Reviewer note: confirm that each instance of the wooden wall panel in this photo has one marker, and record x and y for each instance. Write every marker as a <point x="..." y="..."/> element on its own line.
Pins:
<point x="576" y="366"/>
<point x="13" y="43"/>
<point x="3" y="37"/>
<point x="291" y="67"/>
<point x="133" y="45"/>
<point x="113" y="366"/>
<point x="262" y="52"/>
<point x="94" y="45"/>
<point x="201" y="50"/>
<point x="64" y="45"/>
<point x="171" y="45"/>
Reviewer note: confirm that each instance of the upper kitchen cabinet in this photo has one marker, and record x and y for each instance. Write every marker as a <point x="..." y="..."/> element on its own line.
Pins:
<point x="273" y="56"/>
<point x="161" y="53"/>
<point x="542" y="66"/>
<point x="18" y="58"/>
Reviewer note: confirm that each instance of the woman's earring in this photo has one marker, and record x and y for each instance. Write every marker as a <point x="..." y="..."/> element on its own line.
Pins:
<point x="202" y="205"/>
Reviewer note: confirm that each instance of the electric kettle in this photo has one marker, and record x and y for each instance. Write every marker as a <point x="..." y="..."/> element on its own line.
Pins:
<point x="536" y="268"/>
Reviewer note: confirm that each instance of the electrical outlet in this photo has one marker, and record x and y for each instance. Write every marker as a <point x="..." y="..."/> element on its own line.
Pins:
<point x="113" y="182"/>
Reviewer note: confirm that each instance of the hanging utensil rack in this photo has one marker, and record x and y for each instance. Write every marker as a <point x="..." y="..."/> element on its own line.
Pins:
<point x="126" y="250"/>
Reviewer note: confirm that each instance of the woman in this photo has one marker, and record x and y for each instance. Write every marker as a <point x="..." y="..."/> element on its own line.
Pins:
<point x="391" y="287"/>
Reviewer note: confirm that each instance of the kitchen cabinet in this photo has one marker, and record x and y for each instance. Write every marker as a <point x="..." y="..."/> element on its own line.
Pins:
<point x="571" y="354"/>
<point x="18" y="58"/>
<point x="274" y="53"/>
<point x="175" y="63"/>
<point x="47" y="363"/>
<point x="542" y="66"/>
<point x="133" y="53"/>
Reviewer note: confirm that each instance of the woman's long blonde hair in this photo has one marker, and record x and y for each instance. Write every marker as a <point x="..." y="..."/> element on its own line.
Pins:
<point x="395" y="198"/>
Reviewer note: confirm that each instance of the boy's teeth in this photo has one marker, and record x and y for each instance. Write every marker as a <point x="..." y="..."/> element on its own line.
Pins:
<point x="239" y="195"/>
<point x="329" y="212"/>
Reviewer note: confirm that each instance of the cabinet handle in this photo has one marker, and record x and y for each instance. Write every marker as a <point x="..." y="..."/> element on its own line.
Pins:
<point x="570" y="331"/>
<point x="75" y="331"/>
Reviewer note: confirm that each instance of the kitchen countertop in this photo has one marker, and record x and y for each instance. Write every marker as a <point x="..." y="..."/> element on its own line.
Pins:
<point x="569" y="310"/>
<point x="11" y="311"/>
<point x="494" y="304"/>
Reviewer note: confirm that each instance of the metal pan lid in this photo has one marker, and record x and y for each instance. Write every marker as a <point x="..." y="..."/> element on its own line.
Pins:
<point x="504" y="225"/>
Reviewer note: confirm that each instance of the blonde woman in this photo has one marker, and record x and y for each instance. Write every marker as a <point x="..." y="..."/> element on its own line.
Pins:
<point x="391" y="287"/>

- - - - -

◆ **Your assignment**: After reading the records above, say how many lines hold the string "cabinet", using only a number.

◆ **Answer section**: 3